-- Begin RECORDS SUPPLIED --

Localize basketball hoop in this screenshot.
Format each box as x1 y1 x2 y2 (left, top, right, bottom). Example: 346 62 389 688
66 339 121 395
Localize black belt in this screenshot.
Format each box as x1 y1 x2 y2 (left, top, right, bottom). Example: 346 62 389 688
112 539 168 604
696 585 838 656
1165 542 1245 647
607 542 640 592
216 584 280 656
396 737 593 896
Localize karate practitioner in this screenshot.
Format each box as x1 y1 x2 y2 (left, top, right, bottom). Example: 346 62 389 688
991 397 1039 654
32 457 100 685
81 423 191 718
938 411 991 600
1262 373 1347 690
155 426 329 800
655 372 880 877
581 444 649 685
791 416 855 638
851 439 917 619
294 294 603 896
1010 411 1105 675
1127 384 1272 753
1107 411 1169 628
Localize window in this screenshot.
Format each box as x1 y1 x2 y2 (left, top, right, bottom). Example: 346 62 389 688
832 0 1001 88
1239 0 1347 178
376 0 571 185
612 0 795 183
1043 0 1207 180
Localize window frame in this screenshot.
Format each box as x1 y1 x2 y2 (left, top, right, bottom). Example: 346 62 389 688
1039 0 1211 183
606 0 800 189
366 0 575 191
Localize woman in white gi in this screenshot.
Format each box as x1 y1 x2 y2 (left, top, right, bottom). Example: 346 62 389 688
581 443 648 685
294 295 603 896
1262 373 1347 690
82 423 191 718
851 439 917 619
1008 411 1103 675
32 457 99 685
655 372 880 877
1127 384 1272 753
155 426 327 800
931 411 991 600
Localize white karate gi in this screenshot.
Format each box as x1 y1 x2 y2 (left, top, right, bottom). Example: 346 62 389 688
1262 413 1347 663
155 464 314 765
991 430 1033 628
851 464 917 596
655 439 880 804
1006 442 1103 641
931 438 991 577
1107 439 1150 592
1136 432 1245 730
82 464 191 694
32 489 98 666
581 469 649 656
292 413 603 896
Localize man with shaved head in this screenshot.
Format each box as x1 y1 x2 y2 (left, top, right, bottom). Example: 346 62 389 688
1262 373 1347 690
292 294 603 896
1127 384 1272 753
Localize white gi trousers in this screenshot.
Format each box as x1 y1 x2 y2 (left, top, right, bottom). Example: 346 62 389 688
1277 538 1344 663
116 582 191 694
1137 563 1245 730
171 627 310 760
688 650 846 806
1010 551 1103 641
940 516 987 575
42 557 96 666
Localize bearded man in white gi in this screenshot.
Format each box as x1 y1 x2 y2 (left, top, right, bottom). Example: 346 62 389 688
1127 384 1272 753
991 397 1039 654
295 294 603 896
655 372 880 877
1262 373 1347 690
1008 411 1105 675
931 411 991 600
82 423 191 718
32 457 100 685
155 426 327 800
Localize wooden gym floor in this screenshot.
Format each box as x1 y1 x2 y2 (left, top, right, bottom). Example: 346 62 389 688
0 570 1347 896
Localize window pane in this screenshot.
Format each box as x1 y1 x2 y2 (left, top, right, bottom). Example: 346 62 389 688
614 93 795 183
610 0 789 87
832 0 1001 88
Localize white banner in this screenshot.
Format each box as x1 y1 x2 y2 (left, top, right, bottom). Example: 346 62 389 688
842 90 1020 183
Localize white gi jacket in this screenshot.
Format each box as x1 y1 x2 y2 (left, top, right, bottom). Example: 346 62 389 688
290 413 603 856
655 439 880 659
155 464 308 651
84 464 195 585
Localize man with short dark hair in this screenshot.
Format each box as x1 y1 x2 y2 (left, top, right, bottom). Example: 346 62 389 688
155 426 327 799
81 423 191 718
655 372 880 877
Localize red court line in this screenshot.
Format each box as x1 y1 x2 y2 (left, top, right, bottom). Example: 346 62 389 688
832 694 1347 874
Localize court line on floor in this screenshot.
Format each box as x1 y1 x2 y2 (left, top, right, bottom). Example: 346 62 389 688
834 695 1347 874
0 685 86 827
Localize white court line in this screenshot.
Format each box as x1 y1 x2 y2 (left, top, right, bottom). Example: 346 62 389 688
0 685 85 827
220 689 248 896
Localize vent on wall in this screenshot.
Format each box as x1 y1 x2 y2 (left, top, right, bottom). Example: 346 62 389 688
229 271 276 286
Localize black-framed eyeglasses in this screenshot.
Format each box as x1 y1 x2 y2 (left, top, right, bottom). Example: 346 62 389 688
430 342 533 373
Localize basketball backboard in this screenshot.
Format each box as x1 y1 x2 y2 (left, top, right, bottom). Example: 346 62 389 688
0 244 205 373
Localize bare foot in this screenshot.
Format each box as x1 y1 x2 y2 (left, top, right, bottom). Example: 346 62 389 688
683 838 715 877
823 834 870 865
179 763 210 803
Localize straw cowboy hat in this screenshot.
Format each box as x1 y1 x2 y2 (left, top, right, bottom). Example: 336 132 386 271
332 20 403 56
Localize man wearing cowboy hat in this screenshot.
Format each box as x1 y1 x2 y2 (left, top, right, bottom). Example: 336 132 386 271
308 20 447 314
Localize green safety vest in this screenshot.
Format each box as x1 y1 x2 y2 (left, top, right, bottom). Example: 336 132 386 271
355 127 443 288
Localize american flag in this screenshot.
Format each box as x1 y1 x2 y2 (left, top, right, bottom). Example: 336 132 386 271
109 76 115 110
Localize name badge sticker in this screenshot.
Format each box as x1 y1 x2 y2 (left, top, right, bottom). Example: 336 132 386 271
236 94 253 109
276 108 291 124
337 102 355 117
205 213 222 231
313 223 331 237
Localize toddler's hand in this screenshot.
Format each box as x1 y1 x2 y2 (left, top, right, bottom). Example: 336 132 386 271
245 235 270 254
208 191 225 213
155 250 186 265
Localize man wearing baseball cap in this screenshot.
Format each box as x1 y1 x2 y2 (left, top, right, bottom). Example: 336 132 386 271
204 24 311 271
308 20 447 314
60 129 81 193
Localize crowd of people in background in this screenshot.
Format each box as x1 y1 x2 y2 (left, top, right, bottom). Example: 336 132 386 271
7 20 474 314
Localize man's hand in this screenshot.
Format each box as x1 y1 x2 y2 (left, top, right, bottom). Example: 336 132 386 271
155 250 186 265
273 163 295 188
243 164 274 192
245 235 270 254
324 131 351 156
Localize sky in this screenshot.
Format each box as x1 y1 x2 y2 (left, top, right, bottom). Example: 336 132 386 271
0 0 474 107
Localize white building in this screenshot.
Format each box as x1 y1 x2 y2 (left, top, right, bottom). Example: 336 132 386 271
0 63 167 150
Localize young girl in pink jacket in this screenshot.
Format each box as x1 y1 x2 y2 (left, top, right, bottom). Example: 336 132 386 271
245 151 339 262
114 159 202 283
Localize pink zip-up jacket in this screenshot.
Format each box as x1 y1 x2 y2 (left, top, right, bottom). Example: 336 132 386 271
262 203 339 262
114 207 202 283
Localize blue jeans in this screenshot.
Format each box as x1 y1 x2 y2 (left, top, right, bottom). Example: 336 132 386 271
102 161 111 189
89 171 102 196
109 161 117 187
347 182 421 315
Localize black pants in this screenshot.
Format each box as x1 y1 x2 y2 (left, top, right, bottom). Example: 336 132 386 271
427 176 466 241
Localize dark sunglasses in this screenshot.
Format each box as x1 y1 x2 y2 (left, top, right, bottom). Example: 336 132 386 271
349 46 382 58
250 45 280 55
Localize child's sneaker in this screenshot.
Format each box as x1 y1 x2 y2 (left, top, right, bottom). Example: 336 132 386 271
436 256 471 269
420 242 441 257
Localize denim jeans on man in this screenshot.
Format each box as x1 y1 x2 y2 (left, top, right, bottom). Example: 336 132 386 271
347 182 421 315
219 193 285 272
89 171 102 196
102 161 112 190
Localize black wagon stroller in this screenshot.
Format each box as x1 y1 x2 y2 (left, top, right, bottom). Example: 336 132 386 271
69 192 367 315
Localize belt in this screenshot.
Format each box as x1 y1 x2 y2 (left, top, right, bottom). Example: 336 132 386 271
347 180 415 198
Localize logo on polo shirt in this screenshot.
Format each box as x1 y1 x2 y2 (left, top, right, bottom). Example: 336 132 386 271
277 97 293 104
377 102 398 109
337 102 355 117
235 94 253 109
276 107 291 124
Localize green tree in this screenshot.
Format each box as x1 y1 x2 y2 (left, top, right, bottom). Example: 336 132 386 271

-- End RECORDS SUPPLIED --

» **STATED GOAL**
Pick out every line of the listing above that contains the word "wearing", and copy each one. Matching is case-sensitive.

» **FINISHED EXERCISE**
Localize man wearing cowboy hat in this screenshot.
Localize man wearing baseball cap in this screenshot.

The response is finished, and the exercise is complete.